● Text passage:

━━━━━━━━━━━━━━━━━━━━━━━━━━━━━━

Samsung UN55B7000 LCD HDTV HT Labs Measures
Full-On/Full-Off Contrast Ratio: 15,715:1
All the measurements here were taken in the Movie mode, adjusted for the most accurate picture. The Contrast was set to 85, the Brightness to 47, the Backlight to 3 (out of 10) and the Gamma to 0. The Energy Saving control was on Low.
The full-on/full-off contrast ratio, sometimes referred to as the peak contrast ratio, sequential contrast ratio, or dynamic range, is superb for an LCD. The set is capable of dramatically higher brightness (72.6 foot-lamberts in the factory Dynamic mode and 52 ft-L in the factory Stan- dard mode—in each case with a black level that still hovered around that impressive 0.002 ft-L), but you really won’t need it. The picture looked best in its calibrated Movie mode.
The Color Tracking charts below show how well a display adheres to the D65 standard white point; the tighter the overlap of the three primary colors, the nearer the result is to D65. Both charts were taken in the Warm2 Color Tone setting. The pre-calibration result in this sample is exceptionally good. It’s a bit better post calibration, but there wasn’t much room for improvement.
As seen in the CIE chart at left, taken in the Color Space Auto mode, Samsung deserves a medal for providing an accurate Rec.709 color gamut out of the gate, in a market where pumped-up color gamuts are common. The brightness levels of the individual colors were a bit off from standard values (not visible in the chart). Green was a little too intense, and blue and red were a bit short of the desired brightness. But the deviations were not enough to impact the color quality in any obvious way. I tried calibrating the Custom Color Space mode, but the result was arguably no better—in fact, it was worse in some ways—and it was far more tedious to accomplish with the needed calibration tools.

━━━━━━━━━━━━━━━━━━━━━━━━━━━━━━

● Source excerpt:
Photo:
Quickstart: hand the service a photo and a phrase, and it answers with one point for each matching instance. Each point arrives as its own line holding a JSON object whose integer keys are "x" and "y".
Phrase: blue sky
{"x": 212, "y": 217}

━━━━━━━━━━━━━━━━━━━━━━━━━━━━━━

● Set of tasks:
1. Transcribe the stretch from "The full-on/full-off contrast" through "calibrated Movie mode." in the Samsung HDTV review.
2. Write the next part of the Samsung HDTV review, picking up after its final sentence.

● Results of the tasks:
1.
The full-on/full-off contrast ratio, sometimes referred to as the peak contrast ratio, sequential contrast ratio, or dynamic range, is superb for an LCD. The set is capable of dramatically higher brightness (72.6 foot-lamberts in the factory Dynamic mode and 52 ft-L in the factory Stan- dard mode—in each case with a black level that still hovered around that impressive 0.002 ft-L), but you really won’t need it. The picture looked best in its calibrated Movie mode.

2.
The Samsung’s luma (black and white) and chroma (color) resolution were outstanding in 1080i (measured in both HDMI and component) and 1080p (measured in HDMI). The 720p resolution was good in HDMI but only fair in component. The 480i resolution was excellent in HDMI and good in component. In all cases, the Samsung’s response extended up to the maximum test burst frequencies for each resolution (37.1 megahertz for HD). The only difference between the excellent, good, and fair ratings was the increasing degree of visible rolloff at the highest burst frequency.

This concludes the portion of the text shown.